▶ TASK DESCRIPTION: Format the records below as a numbered list, starting at their first line and ending at the line that contains "left=128, top=542, right=353, bottom=675". Leave out any blank lines.

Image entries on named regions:
════════════════════

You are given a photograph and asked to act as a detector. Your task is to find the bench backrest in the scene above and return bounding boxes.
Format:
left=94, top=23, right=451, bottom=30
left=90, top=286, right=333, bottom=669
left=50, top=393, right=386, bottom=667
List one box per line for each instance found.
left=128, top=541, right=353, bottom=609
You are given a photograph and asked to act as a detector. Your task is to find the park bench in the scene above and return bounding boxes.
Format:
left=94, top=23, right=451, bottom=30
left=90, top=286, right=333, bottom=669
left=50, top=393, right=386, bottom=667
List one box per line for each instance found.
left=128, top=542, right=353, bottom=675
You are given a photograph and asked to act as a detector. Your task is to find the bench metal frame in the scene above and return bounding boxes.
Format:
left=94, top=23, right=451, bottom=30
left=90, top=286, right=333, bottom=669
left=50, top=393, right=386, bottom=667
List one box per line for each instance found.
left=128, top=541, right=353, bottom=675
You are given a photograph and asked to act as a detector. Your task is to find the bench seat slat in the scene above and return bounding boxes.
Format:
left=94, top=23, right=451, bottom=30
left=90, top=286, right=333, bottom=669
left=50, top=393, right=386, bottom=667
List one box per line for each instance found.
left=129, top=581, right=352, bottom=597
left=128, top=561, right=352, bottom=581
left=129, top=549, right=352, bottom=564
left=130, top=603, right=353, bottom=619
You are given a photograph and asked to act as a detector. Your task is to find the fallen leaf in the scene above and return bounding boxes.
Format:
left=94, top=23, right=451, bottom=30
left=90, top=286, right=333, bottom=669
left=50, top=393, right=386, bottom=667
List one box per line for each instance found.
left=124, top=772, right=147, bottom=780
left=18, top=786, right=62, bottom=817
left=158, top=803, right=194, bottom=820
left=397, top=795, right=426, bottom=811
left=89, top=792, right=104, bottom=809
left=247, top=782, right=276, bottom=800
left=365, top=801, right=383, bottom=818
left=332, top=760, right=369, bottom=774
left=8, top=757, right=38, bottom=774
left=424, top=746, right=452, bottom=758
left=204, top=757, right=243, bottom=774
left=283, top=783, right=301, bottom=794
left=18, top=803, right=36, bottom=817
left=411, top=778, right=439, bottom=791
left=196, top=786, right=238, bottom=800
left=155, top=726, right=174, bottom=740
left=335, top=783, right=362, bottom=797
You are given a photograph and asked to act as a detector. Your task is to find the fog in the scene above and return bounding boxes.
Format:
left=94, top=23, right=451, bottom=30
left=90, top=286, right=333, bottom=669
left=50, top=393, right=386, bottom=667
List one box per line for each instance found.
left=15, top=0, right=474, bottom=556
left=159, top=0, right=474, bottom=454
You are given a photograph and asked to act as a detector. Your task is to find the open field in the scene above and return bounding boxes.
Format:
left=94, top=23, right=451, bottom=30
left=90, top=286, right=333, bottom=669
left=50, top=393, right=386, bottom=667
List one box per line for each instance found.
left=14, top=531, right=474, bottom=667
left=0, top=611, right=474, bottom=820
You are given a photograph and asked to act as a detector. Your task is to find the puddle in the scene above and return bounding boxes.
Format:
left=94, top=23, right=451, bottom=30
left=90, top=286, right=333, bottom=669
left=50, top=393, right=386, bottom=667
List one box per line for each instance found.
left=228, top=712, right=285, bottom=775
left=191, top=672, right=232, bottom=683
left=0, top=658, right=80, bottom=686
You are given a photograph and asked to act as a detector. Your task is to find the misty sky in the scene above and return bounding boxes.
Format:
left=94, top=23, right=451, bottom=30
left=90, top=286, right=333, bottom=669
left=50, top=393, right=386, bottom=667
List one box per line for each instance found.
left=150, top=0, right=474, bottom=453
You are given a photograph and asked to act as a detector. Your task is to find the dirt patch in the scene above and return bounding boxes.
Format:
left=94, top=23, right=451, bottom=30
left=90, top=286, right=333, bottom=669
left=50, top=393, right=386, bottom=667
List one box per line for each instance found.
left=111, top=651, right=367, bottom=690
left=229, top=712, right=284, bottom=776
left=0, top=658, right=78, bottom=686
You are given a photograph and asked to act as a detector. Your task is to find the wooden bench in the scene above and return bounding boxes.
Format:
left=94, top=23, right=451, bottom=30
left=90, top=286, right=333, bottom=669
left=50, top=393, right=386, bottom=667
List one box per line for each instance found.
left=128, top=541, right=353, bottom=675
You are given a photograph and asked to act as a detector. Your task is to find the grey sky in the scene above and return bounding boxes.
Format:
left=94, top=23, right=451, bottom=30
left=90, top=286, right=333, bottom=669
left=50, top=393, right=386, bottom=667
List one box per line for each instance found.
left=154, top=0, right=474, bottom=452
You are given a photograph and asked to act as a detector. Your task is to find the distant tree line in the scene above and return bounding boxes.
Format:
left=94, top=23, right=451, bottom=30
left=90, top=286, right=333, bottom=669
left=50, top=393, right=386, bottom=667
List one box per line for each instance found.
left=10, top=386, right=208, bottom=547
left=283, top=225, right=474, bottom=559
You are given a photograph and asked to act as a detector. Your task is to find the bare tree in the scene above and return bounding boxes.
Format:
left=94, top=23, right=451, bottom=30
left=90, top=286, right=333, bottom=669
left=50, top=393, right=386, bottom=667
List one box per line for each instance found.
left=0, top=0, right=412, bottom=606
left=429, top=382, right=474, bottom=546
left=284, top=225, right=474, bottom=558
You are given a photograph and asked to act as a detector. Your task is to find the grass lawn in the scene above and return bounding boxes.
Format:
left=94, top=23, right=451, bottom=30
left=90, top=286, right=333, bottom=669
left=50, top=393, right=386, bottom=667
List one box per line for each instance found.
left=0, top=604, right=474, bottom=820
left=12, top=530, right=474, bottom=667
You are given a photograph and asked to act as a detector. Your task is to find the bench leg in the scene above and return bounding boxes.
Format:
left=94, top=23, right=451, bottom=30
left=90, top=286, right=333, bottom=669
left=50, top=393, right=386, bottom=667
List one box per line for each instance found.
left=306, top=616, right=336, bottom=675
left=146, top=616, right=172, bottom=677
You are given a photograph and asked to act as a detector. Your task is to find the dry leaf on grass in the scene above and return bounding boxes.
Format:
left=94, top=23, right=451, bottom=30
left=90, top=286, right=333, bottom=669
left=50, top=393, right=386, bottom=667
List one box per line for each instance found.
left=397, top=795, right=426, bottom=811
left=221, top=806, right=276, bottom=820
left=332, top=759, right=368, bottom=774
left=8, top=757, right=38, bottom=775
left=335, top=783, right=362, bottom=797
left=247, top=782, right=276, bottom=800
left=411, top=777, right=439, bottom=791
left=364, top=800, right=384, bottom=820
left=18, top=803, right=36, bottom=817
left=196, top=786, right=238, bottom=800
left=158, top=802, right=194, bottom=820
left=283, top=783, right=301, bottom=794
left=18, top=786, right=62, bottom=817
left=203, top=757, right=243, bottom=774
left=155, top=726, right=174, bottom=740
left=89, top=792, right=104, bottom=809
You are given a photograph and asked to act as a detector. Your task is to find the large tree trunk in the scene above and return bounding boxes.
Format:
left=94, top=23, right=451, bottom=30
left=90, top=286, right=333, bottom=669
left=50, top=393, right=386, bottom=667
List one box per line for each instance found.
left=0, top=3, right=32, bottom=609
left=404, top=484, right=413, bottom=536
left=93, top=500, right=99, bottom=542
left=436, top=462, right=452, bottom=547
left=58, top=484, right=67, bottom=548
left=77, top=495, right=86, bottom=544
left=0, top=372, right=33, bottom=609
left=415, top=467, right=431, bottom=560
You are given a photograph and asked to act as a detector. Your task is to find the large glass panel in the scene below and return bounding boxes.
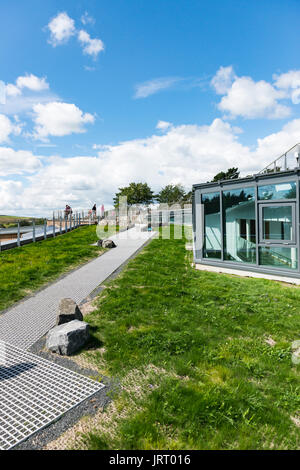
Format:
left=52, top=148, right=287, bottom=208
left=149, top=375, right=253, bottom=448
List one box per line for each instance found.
left=202, top=193, right=221, bottom=259
left=223, top=188, right=256, bottom=263
left=259, top=246, right=298, bottom=269
left=262, top=205, right=293, bottom=241
left=258, top=181, right=296, bottom=200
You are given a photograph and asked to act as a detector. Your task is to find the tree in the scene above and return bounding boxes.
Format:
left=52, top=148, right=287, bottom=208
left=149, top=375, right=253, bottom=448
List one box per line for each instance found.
left=113, top=183, right=154, bottom=207
left=211, top=167, right=240, bottom=183
left=155, top=184, right=186, bottom=205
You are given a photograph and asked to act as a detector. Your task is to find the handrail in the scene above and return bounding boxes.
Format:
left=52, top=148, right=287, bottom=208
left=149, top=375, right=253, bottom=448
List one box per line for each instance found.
left=258, top=143, right=300, bottom=175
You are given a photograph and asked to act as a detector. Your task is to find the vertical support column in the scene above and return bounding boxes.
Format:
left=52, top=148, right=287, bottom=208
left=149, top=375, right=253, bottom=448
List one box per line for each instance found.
left=32, top=219, right=35, bottom=243
left=255, top=182, right=260, bottom=266
left=220, top=186, right=225, bottom=261
left=17, top=220, right=21, bottom=246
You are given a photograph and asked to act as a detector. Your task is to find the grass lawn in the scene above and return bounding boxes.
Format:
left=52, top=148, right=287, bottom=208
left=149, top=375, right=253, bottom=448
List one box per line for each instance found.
left=61, top=228, right=300, bottom=449
left=0, top=225, right=103, bottom=310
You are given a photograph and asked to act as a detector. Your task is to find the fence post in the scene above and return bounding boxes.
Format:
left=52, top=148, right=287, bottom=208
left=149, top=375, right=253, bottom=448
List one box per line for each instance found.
left=32, top=219, right=35, bottom=243
left=17, top=220, right=21, bottom=246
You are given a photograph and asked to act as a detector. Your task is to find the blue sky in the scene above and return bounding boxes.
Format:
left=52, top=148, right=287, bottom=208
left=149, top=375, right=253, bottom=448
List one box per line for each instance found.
left=0, top=0, right=300, bottom=215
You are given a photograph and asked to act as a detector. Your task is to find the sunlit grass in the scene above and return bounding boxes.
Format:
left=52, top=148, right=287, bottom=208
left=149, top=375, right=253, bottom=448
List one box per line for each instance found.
left=78, top=228, right=300, bottom=449
left=0, top=225, right=103, bottom=310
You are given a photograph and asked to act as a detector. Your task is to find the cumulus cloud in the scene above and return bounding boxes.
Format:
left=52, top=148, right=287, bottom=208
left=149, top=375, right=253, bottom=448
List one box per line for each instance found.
left=156, top=121, right=172, bottom=131
left=16, top=73, right=49, bottom=91
left=0, top=114, right=21, bottom=142
left=4, top=114, right=300, bottom=215
left=274, top=70, right=300, bottom=104
left=48, top=12, right=76, bottom=47
left=211, top=67, right=291, bottom=119
left=134, top=77, right=181, bottom=98
left=33, top=101, right=95, bottom=140
left=80, top=11, right=95, bottom=25
left=0, top=147, right=42, bottom=177
left=211, top=65, right=236, bottom=95
left=47, top=12, right=104, bottom=59
left=78, top=29, right=104, bottom=58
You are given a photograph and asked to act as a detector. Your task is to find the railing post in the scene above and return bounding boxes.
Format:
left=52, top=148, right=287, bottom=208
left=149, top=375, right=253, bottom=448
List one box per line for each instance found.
left=17, top=220, right=21, bottom=246
left=32, top=219, right=35, bottom=243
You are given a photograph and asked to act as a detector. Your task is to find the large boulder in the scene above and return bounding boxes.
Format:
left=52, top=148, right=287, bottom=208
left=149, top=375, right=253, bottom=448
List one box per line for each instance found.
left=102, top=240, right=117, bottom=248
left=46, top=320, right=89, bottom=356
left=56, top=298, right=83, bottom=325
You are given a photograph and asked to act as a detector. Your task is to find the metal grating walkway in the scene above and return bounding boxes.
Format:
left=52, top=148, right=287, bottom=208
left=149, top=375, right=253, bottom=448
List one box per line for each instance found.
left=0, top=341, right=104, bottom=450
left=0, top=228, right=155, bottom=349
left=0, top=228, right=155, bottom=450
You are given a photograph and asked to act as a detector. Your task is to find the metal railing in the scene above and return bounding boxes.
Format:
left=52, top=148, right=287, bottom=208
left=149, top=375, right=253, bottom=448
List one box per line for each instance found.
left=258, top=143, right=300, bottom=175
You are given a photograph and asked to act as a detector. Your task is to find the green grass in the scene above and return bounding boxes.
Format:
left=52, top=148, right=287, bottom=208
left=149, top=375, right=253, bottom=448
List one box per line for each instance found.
left=78, top=228, right=300, bottom=449
left=0, top=226, right=103, bottom=310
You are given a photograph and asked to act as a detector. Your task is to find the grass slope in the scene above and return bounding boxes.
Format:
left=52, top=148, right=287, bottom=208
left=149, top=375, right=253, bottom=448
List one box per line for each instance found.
left=77, top=228, right=300, bottom=449
left=0, top=226, right=103, bottom=310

════════════════════

▶ SOLUTION BELOW:
1. You are given a photograph and asked to act as a detector. Your task is to find the bench backrest in the scene above and return bounding boxes.
2. Format:
3. left=94, top=23, right=451, bottom=30
4. left=90, top=286, right=333, bottom=669
5. left=50, top=393, right=386, bottom=667
6. List one box per line for each instance found.
7. left=128, top=541, right=353, bottom=609
8. You are given a photograph and asked to act as a detector. Your task is to find the park bench in the scene above and return bounding boxes.
9. Format:
10. left=94, top=23, right=451, bottom=30
11. left=90, top=286, right=333, bottom=669
12. left=50, top=393, right=386, bottom=667
13. List one box per line for each instance found.
14. left=128, top=542, right=353, bottom=675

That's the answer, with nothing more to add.